#### Task goal
Please reproduce exactly the line that contains "Each <instance> block" and every line after it through the end of the records below, adding nothing else.

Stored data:
++++++++++++++++++++

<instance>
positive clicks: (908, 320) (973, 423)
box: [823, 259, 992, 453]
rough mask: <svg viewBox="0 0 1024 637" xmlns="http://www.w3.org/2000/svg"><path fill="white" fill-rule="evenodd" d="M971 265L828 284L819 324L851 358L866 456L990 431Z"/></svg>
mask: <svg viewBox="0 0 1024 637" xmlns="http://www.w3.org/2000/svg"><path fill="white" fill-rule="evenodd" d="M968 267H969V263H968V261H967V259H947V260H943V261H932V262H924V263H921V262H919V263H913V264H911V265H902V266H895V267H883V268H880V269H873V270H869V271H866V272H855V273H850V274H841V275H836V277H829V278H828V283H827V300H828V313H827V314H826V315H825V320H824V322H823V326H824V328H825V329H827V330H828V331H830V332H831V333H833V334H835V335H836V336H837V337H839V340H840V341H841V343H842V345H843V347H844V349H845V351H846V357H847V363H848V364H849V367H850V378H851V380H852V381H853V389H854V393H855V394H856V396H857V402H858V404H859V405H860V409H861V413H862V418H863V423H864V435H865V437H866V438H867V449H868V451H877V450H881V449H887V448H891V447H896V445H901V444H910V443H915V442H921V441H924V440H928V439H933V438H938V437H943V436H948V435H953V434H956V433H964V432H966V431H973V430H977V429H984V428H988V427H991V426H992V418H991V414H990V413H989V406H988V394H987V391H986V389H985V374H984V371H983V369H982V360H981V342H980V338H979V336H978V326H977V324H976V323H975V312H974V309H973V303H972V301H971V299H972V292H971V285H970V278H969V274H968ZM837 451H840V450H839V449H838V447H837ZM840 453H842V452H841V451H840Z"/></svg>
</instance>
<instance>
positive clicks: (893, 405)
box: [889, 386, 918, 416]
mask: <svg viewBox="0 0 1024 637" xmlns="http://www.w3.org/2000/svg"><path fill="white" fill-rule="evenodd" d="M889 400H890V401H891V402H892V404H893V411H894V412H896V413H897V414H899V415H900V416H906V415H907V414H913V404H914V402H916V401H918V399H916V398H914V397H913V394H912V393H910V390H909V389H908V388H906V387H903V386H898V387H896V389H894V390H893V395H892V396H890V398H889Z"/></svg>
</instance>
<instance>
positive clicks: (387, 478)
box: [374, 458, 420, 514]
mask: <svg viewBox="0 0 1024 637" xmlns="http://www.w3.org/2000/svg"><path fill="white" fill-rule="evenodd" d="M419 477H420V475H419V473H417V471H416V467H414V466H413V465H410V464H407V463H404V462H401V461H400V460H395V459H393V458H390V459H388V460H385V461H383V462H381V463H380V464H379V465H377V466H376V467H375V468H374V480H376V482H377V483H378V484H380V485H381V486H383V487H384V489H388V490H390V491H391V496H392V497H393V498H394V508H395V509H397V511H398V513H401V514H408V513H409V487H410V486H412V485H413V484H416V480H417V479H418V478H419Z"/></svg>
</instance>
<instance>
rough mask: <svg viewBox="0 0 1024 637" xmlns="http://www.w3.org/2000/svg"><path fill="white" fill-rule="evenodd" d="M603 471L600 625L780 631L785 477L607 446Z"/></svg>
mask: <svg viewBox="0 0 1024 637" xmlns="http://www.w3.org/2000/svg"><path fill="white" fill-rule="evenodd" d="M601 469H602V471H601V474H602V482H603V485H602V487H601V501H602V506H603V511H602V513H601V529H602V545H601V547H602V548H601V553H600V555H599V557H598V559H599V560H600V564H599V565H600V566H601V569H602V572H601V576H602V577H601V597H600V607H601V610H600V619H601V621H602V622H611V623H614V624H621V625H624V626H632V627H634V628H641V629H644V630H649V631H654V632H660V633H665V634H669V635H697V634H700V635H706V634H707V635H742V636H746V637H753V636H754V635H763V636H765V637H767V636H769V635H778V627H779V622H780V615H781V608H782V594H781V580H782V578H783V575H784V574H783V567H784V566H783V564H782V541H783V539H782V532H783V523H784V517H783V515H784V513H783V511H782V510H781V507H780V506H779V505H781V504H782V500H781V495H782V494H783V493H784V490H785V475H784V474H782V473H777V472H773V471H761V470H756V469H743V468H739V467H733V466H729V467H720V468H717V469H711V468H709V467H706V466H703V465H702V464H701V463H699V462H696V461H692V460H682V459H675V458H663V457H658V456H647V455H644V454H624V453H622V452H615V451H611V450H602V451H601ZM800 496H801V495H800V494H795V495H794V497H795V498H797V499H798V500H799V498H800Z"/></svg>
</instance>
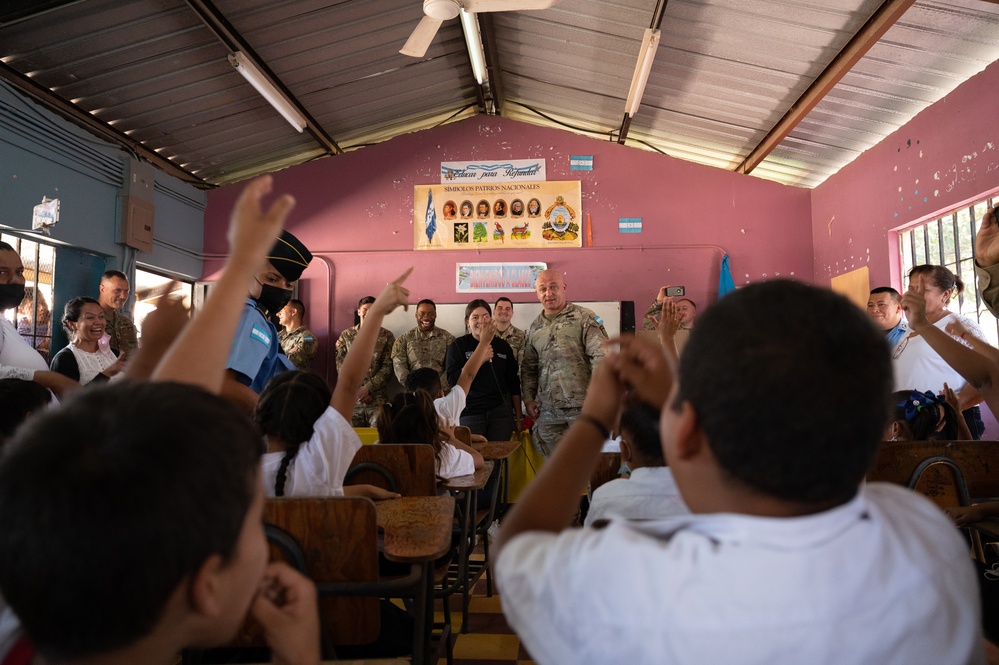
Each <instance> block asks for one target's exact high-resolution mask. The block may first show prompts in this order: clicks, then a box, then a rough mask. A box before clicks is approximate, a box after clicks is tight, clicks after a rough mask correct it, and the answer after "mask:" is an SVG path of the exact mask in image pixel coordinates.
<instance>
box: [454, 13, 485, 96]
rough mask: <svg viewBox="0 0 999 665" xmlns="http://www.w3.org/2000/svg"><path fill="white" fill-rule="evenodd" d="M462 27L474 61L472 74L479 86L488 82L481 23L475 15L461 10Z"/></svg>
mask: <svg viewBox="0 0 999 665" xmlns="http://www.w3.org/2000/svg"><path fill="white" fill-rule="evenodd" d="M460 16H461V27H462V28H463V32H464V33H465V46H466V47H468V57H469V58H470V59H471V60H472V74H473V75H474V76H475V80H476V82H477V83H478V84H479V85H482V82H483V81H485V80H486V59H485V57H484V56H483V54H482V38H481V37H480V36H479V21H478V20H477V19H476V18H475V14H470V13H468V12H466V11H465V10H464V9H462V10H461V14H460Z"/></svg>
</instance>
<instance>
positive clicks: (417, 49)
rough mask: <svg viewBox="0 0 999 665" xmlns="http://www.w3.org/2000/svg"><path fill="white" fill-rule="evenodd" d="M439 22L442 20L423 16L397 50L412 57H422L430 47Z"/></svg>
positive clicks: (433, 39)
mask: <svg viewBox="0 0 999 665" xmlns="http://www.w3.org/2000/svg"><path fill="white" fill-rule="evenodd" d="M441 23H443V21H438V20H437V19H435V18H430V17H429V16H424V17H423V20H421V21H420V23H419V25H417V26H416V30H413V34H411V35H410V36H409V39H407V40H406V45H405V46H403V47H402V49H400V50H399V53H402V54H403V55H408V56H410V57H413V58H422V57H423V56H424V55H426V53H427V49H428V48H430V42H432V41H434V37H435V36H436V35H437V29H438V28H440V27H441Z"/></svg>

++++++++++++++++++++

#### Response area
Each <instance> block asks for one target's exact high-resolution mask. The block may first show prompts in this order: clicks, then a box, then a rough mask. A box before clicks is approximate, a box after clicks is tight, clicks after a rough mask correct it, and the answer after "mask:" is an SVG path of the exact mask in image pixel coordinates.
<instance>
box: [454, 13, 485, 96]
rough mask: <svg viewBox="0 0 999 665" xmlns="http://www.w3.org/2000/svg"><path fill="white" fill-rule="evenodd" d="M462 27L474 61L472 74L479 86L488 82L481 23L475 15L461 10Z"/></svg>
mask: <svg viewBox="0 0 999 665" xmlns="http://www.w3.org/2000/svg"><path fill="white" fill-rule="evenodd" d="M460 16H461V27H462V28H463V32H464V33H465V46H466V47H468V57H469V58H470V59H471V60H472V74H473V75H474V76H475V80H476V82H477V83H478V84H479V85H482V82H483V81H485V80H486V59H485V57H484V56H483V54H482V38H481V37H480V36H479V21H478V20H477V19H476V18H475V14H470V13H468V12H466V11H465V10H464V9H462V10H461V14H460Z"/></svg>
</instance>
<instance>
positive clicks: (417, 49)
rough mask: <svg viewBox="0 0 999 665" xmlns="http://www.w3.org/2000/svg"><path fill="white" fill-rule="evenodd" d="M439 22L442 20L423 16L397 50L412 57H422L430 47Z"/></svg>
positive clicks: (433, 39)
mask: <svg viewBox="0 0 999 665" xmlns="http://www.w3.org/2000/svg"><path fill="white" fill-rule="evenodd" d="M441 23H443V21H438V20H437V19H435V18H430V17H429V16H424V17H423V20H421V21H420V23H419V25H417V26H416V30H413V34H411V35H410V36H409V39H407V40H406V45H405V46H403V47H402V49H400V50H399V53H402V54H403V55H408V56H410V57H413V58H422V57H423V56H424V55H426V53H427V49H428V48H430V42H432V41H434V37H435V36H436V35H437V29H438V28H440V27H441Z"/></svg>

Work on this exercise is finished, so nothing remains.